• **RECORDS SUPPLIED**
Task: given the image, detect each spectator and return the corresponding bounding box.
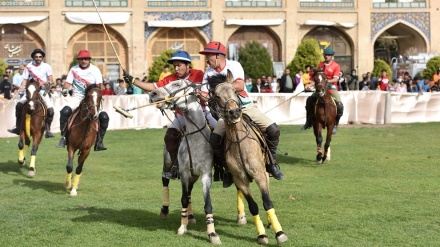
[347,69,363,91]
[159,64,171,81]
[0,74,12,99]
[280,68,295,93]
[378,69,390,91]
[102,82,115,95]
[115,79,127,95]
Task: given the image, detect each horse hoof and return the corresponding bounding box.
[27,168,36,178]
[209,232,222,244]
[237,214,247,225]
[177,225,188,235]
[188,214,196,224]
[257,235,269,244]
[275,231,288,244]
[70,189,78,197]
[64,181,72,190]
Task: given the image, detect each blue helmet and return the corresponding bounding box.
[167,51,191,64]
[324,47,335,55]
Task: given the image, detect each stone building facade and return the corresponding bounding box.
[0,0,440,80]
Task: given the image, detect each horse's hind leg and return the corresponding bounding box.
[70,148,90,196]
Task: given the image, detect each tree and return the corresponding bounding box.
[421,56,440,80]
[371,59,393,78]
[287,38,323,74]
[238,41,273,79]
[148,50,175,82]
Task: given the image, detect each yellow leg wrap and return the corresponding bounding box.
[25,114,31,137]
[162,187,170,207]
[267,208,283,233]
[66,173,72,184]
[72,174,81,189]
[206,214,215,234]
[29,155,36,168]
[180,208,188,226]
[254,215,266,236]
[237,190,244,214]
[18,149,24,162]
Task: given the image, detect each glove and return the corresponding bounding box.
[122,70,134,87]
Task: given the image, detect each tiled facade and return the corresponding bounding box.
[0,0,440,82]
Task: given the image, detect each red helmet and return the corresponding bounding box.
[76,50,92,59]
[199,41,226,56]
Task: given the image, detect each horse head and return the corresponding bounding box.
[208,70,242,124]
[26,80,40,111]
[313,70,328,97]
[150,80,195,110]
[81,84,102,120]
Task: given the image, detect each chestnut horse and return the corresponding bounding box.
[311,71,336,164]
[150,80,221,244]
[18,80,49,178]
[208,71,287,244]
[64,84,102,196]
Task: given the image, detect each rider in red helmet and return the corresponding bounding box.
[199,41,284,188]
[57,50,109,151]
[8,48,55,138]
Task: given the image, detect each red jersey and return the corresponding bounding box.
[318,61,341,89]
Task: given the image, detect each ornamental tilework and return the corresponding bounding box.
[371,12,431,41]
[144,11,212,40]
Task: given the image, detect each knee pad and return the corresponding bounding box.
[99,111,110,129]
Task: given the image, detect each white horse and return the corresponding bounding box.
[150,80,221,244]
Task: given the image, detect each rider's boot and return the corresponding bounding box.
[8,102,24,135]
[94,112,109,151]
[57,106,72,148]
[164,128,181,179]
[301,96,314,130]
[45,107,55,138]
[332,101,344,135]
[265,123,284,180]
[209,132,234,188]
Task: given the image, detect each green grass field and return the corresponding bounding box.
[0,123,440,246]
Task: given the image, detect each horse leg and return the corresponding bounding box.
[64,147,75,190]
[27,132,43,178]
[70,148,91,196]
[322,126,333,163]
[314,125,322,164]
[201,172,222,244]
[160,177,170,220]
[237,188,247,225]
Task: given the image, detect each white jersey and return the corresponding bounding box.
[66,64,102,98]
[23,62,53,86]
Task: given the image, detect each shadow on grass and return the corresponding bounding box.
[13,178,66,194]
[72,206,254,242]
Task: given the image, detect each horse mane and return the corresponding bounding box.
[208,74,227,91]
[85,84,101,96]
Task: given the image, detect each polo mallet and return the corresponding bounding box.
[264,90,304,114]
[113,94,190,118]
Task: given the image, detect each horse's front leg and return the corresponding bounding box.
[64,146,75,190]
[70,147,91,196]
[26,132,43,178]
[313,124,322,164]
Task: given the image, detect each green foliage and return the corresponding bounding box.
[371,59,393,79]
[421,56,440,80]
[148,50,175,82]
[238,41,273,78]
[287,38,323,74]
[0,59,8,76]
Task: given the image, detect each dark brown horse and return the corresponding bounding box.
[18,81,46,178]
[64,84,102,196]
[311,71,336,163]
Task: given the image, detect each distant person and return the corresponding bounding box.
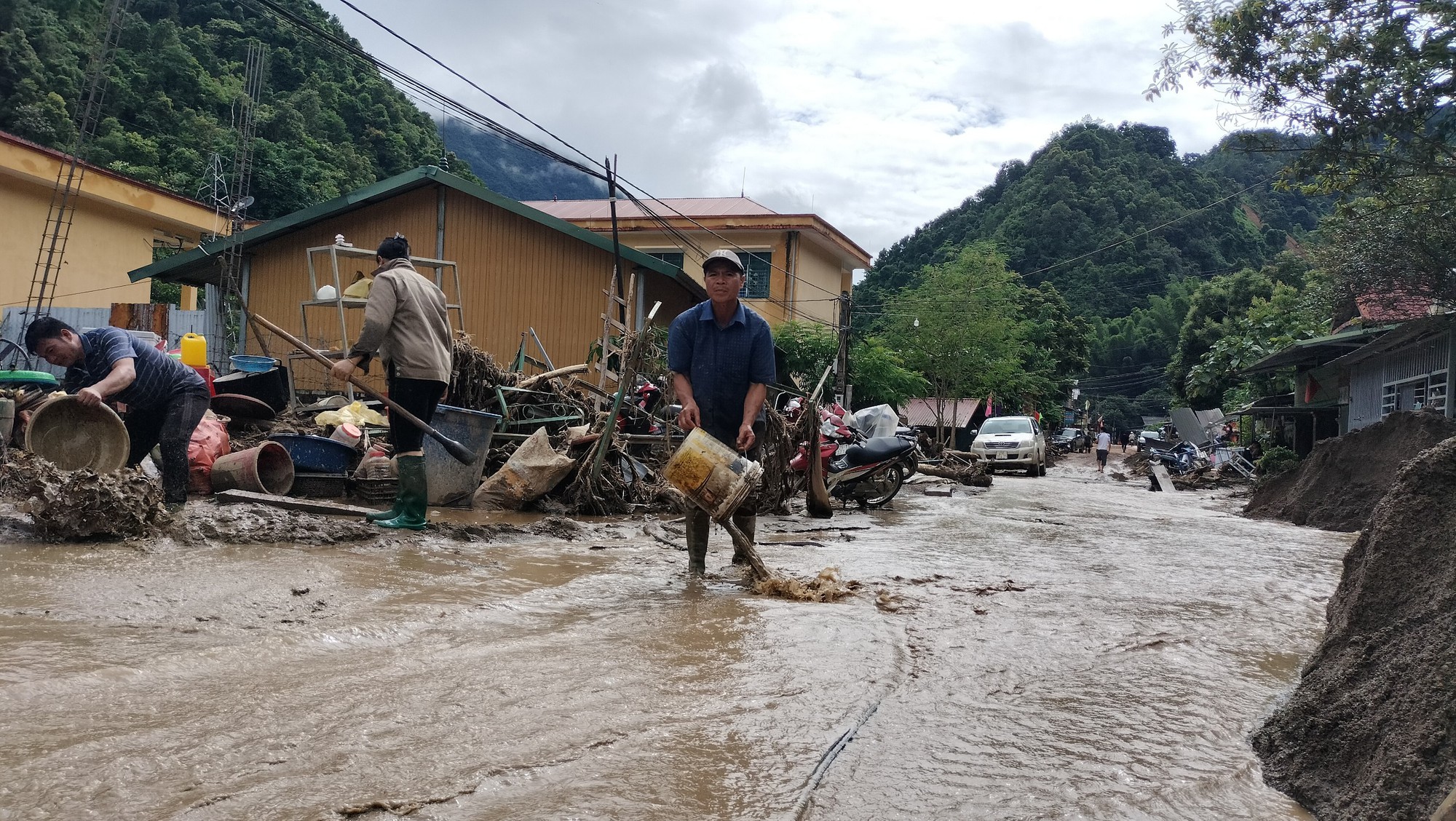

• **DIRECTION**
Reproduce every line of the listing above without any changes, but leave out the pictures.

• **RESPONSE BELOW**
Task: given the image, detect each spectator and return the corresponding bounding box.
[347,69,363,91]
[159,64,171,81]
[0,74,12,99]
[280,68,295,93]
[378,69,390,91]
[102,82,115,95]
[115,79,127,95]
Task: given the image, detect each horse hoof and return the corresponding bounding box.
[27,168,36,178]
[209,232,222,244]
[237,214,247,225]
[177,225,188,235]
[188,214,196,224]
[257,235,269,244]
[275,231,288,244]
[70,189,78,197]
[64,181,72,190]
Task: given the image, detect each blue helmet and return the corresponding bounding box.
[167,51,191,64]
[324,47,335,55]
Task: given the image, detect each stone building facade and return the corresponding bounding box.
[0,0,440,80]
Task: given the image, detect each horse's hind leg and return the corresponding bounding box.
[70,148,90,196]
Task: given the image, detect each tree and return the corresponding bounding box.
[421,56,440,80]
[371,59,393,78]
[287,38,323,74]
[238,41,273,79]
[148,50,175,82]
Task: given the image, detect each yellow leg wrap and return the corresponding bounding box.
[25,114,31,137]
[162,187,170,207]
[267,208,283,233]
[66,173,72,184]
[72,174,81,189]
[206,214,215,234]
[29,155,36,168]
[180,208,188,226]
[254,215,266,236]
[237,190,244,214]
[18,149,24,162]
Task: given the image, detect each glove and return the corresponding bounding box.
[122,70,134,87]
Task: given the image, detect each tiled facade and return the corresponding bounding box.
[0,0,440,82]
Task: given the image, detect each red helmet and return the corresponding bounding box.
[76,50,92,59]
[199,41,226,56]
Task: given the image, detect each horse head and return the corresponding bounding box.
[208,70,242,124]
[26,80,40,111]
[313,70,328,97]
[150,80,195,110]
[81,84,102,120]
Task: given the image, detect each chestnut horse and return the corresponding bounding box.
[311,71,336,164]
[150,80,221,244]
[18,80,49,178]
[208,71,287,244]
[64,84,102,196]
Task: given the image, detect each rider in red helmet and return the corresponding bounding box.
[199,41,284,188]
[57,50,109,151]
[8,48,55,138]
Task: given the image, detect each red jersey and return the corresponding bounding box.
[318,61,341,89]
Task: given the image, detect each ornamental tilework and return the corresponding bounding box.
[371,12,431,41]
[144,11,212,40]
Task: given the image, detect each knee pad and return the corresponding bounding box.
[99,111,110,129]
Task: given the image, detect each white horse and return the corresponding bounding box.
[150,80,221,244]
Task: given the image, detect each rider's boot and return the corresponding bounding box.
[8,102,24,135]
[94,112,109,151]
[57,106,72,148]
[164,128,181,179]
[301,96,314,130]
[45,107,55,138]
[332,101,344,135]
[265,123,284,180]
[209,132,234,188]
Task: given the image, detect each green grass field and return the corresponding bounding box.
[0,123,440,246]
Task: given the image, detect each horse leg and return the corresponding bounding box.
[64,147,75,190]
[27,132,43,178]
[70,148,91,196]
[322,126,333,163]
[314,125,322,164]
[201,172,222,244]
[160,177,170,220]
[237,188,247,225]
Task: given the image, detect each white jersey and return the corresponding bounding box.
[66,64,102,98]
[23,62,53,86]
Task: given the image, detect each shadow on grass and return the corresponding bounding box.
[13,178,66,194]
[72,206,254,242]
Task: given the image, detect each horse mane and return the corresponding bounding box.
[208,74,227,91]
[85,84,101,96]
Task: given the image, detect each polo mallet and return the corresponding bounding box.
[264,90,304,114]
[113,94,190,118]
Task: given the image, detect each horse's front leg and return the corresponding bounding box.
[64,146,75,190]
[70,147,91,196]
[26,132,43,178]
[313,124,322,164]
Task: given the image, detect each green foliage and return the corresponding bounding box.
[371,59,393,79]
[421,56,440,80]
[148,50,175,82]
[238,41,273,78]
[287,38,323,74]
[0,59,8,76]
Task: given the image, detect each dark brown horse and return the corresponding bounding box.
[18,81,46,178]
[64,84,102,196]
[311,71,336,163]
Task: given the image, detect each distant person and return the corresponding bounding box.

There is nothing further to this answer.